• [Given information]

------------------------------------------------------------------------

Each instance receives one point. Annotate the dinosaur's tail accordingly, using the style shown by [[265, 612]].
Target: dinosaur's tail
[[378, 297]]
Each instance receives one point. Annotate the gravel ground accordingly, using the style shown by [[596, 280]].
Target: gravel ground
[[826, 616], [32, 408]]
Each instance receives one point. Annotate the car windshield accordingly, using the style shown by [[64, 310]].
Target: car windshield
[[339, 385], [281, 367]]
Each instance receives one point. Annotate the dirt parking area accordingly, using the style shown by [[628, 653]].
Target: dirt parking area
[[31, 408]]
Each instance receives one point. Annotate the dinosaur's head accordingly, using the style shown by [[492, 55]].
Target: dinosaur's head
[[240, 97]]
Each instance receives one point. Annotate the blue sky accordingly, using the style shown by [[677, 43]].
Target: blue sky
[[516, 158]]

------------------------------------------------------------------------

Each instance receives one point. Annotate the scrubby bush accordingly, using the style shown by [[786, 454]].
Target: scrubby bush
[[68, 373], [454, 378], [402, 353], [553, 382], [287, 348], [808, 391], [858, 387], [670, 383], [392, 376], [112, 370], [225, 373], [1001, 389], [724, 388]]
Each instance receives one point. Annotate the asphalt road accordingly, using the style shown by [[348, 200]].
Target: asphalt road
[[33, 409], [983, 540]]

------------------------------------------------------------------------

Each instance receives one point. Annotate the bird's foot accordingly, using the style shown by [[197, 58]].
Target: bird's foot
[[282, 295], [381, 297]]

------------------------------------------------------------------------

• [Direction]
Write out word for word the items from the line containing "Each instance receives one point. Annotate the scrubby" up to and including the line containing "[[33, 409], [983, 540]]".

• [Correct answer]
Each instance receives one point. Annotate the scrubby bush accordingly, using the style shown by [[786, 454]].
Target: scrubby bush
[[68, 373], [454, 378], [402, 353], [553, 382], [287, 348], [808, 391], [858, 387], [670, 383], [392, 376], [112, 370], [225, 373], [1001, 389], [724, 388]]
Each instance receives one point. Annotate the asphalt road accordingly, using the style shown by [[348, 200]].
Target: asphalt road
[[33, 409], [983, 540]]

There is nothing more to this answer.